[Entries taken from a collection]

####################

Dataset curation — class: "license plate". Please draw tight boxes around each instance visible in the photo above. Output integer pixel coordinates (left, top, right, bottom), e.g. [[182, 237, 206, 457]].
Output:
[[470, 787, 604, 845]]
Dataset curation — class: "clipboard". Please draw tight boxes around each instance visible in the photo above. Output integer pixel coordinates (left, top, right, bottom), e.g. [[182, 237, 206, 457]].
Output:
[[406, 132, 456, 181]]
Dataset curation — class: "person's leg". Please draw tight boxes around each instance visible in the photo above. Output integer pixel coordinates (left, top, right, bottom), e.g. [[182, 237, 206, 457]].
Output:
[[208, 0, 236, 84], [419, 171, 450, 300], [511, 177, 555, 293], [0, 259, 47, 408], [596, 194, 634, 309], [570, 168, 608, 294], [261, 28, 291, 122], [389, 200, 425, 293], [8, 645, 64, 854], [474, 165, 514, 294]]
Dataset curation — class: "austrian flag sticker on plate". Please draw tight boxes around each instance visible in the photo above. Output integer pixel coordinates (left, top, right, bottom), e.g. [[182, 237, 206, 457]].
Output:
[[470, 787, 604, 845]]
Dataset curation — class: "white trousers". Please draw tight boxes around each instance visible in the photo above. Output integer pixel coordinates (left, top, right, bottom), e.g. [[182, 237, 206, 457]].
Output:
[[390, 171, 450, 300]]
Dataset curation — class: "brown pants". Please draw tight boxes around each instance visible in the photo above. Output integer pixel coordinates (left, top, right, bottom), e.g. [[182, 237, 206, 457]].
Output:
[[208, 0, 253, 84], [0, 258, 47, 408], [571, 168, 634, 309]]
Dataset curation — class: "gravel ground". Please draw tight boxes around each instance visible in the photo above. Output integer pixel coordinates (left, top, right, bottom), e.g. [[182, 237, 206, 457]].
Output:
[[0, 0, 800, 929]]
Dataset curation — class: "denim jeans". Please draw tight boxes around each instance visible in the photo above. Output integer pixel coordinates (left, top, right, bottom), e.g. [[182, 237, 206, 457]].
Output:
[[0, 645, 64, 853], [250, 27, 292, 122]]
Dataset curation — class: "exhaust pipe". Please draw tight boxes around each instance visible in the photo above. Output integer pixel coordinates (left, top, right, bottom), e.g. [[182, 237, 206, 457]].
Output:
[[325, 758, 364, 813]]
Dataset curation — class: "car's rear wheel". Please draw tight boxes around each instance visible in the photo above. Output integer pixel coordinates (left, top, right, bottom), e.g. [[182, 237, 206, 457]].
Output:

####################

Copy the material word for word, from its first line through the line that contains "165, 514, 294]]", including both ends.

> **Task answer**:
Dataset curation — class: "license plate". Please draw tight boxes around each instance visible in the photo above. Output integer pixel coordinates (left, top, right, bottom), e.g. [[182, 237, 206, 457]].
Output:
[[470, 787, 604, 845]]
Dataset curation — class: "clipboard". Please draw tight boxes around each instance visible in the photo above. Output integer pixel coordinates (left, top, right, bottom), e.g. [[182, 237, 206, 457]].
Output:
[[406, 132, 456, 181]]
Dataset curation — class: "person's leg". Please draw tight boxes around each instance visible in the photo above. Output integer pixel coordinates (left, top, right, bottom), e.g. [[182, 237, 206, 457]].
Output:
[[208, 0, 236, 84], [419, 171, 450, 300], [511, 177, 555, 293], [0, 259, 47, 408], [596, 194, 634, 309], [570, 168, 608, 294], [261, 28, 291, 122], [389, 200, 425, 293], [8, 645, 64, 854], [474, 165, 514, 294]]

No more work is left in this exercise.